Para advogados criminalistas, a medida tomada pelos municípios é viável e surge como alternativa, já que não pode obrigar ninguém a ser vacinado. mas não significa que não possa impedir, sob o ponto de vista legal. Esta, no momento, é a melhor saída para prefeituras e estados, mas o melhor caminho mesmo é a conscientização, pouco importa a marca do imunizante.
Projeto de lei oficializa o ‘fim da fila’
Projeto de lei apresentado no dia 2 de julho pelo deputado federal Célio Studart (PV-CE) determina que aqueles que se recusarem a se vacinar contra a Covid-19 por preferirem outro imunizante sejam colocados no final da fila. A justificativa do projeto é que mesmo diante de um cenário de escassez de vacinas e com o andamento arrastado do Plano Nacional de Imunização, essas pessoas, apelidadas de “sommeliers da vacina”, negam-se a serem imunizadas e acabam atrasando ainda mais o processo de vacinação em massa.
------------------------------------------------------------------------
> O que se pede: Reescreva o trecho sobre a vacinação começando em "Para advogados criminalistas, a" e indo até "marca do imunizante.", trocando "advogados criminalistas" por "especialistas em direito penal".

> Informações fornecidas:
------------------------------------------------------------------------
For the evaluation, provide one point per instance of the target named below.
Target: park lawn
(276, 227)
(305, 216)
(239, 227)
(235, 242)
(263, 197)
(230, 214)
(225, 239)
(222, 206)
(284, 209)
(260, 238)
------------------------------------------------------------------------
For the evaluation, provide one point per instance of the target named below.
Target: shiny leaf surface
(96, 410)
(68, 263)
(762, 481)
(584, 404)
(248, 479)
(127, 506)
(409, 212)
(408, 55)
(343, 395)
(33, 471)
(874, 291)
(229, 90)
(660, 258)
------------------------------------------------------------------------
> Resultado:
Para especialistas em direito penal, a medida tomada pelos municípios é viável e surge como alternativa, já que não pode obrigar ninguém a ser vacinado. mas não significa que não possa impedir, sob o ponto de vista legal. Esta, no momento, é a melhor saída para prefeituras e estados, mas o melhor caminho mesmo é a conscientização, pouco importa a marca do imunizante.